═══ SUPPLIED DATA ═══
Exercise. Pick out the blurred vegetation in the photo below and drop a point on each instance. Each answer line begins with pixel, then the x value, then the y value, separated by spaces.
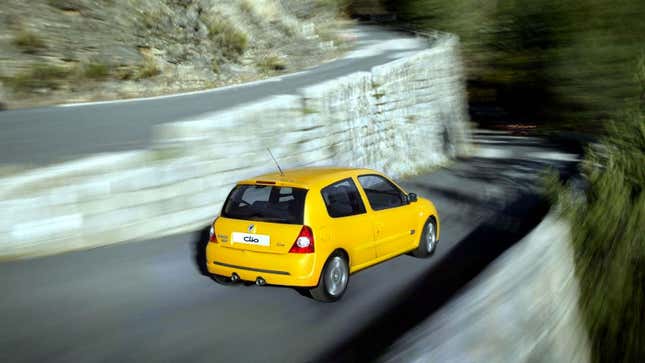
pixel 271 63
pixel 569 63
pixel 27 41
pixel 96 71
pixel 571 66
pixel 147 69
pixel 608 239
pixel 37 77
pixel 230 40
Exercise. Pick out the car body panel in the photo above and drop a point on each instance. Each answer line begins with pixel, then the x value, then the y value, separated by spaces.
pixel 366 239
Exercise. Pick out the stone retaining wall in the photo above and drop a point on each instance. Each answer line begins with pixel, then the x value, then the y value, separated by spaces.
pixel 402 117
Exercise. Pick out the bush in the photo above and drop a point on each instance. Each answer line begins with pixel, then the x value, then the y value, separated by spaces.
pixel 543 60
pixel 609 240
pixel 97 71
pixel 148 69
pixel 28 41
pixel 228 38
pixel 271 63
pixel 39 76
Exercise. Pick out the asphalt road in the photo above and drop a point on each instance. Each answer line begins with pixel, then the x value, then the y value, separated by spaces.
pixel 147 301
pixel 44 135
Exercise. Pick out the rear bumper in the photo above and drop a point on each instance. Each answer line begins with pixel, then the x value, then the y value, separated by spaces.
pixel 276 269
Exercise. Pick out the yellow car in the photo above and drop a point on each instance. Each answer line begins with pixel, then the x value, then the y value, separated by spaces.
pixel 313 227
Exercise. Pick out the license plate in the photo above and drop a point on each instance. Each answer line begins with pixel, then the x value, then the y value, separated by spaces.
pixel 251 239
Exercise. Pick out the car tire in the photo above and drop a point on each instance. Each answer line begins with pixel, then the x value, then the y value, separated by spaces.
pixel 222 280
pixel 334 279
pixel 428 240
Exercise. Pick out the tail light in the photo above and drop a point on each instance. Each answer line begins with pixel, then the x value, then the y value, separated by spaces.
pixel 304 243
pixel 212 237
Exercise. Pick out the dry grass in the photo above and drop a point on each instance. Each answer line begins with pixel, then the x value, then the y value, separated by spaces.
pixel 27 41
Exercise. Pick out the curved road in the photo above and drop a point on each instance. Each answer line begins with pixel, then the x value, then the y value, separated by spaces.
pixel 51 134
pixel 147 301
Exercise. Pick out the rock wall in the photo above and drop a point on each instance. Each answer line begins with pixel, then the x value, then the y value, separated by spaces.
pixel 522 308
pixel 401 117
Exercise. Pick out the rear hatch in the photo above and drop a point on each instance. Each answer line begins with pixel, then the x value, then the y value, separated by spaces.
pixel 262 218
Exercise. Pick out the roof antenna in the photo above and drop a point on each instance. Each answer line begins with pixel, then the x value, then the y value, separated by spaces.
pixel 275 161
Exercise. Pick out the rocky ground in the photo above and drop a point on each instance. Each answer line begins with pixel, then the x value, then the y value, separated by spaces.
pixel 62 51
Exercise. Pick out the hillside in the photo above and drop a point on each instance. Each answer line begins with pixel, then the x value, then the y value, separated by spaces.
pixel 60 51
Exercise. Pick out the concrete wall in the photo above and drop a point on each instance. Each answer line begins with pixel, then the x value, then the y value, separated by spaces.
pixel 522 308
pixel 400 118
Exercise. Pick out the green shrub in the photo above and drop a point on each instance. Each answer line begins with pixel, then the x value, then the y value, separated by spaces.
pixel 227 37
pixel 65 5
pixel 544 60
pixel 271 63
pixel 96 71
pixel 147 70
pixel 39 76
pixel 215 66
pixel 28 41
pixel 608 230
═══
→ ASSIGNMENT: Lines from the one containing "Exercise. Pick out the hillside" through the last line of the records, restated word for word: that is the whole response.

→ SOLUTION TO THIS TASK:
Exercise. Pick out the hillside in the photo above and drop a point on each instance. Each answer line begins with pixel, then the x value, then the y value, separated by spaces.
pixel 60 51
Exercise. Pick out the concrete wall in the photo above and drop a point on each instance. Each answer line begins with pixel, then the x value, then the y value, separated by spaces.
pixel 522 308
pixel 400 118
Exercise. Pick out the green shrub in the photo above and drop a point on each instance. Each answer line begins with pixel, then the x value, then the y value, separated by spaces.
pixel 227 37
pixel 65 5
pixel 544 60
pixel 271 63
pixel 96 71
pixel 147 70
pixel 39 76
pixel 215 66
pixel 28 41
pixel 608 230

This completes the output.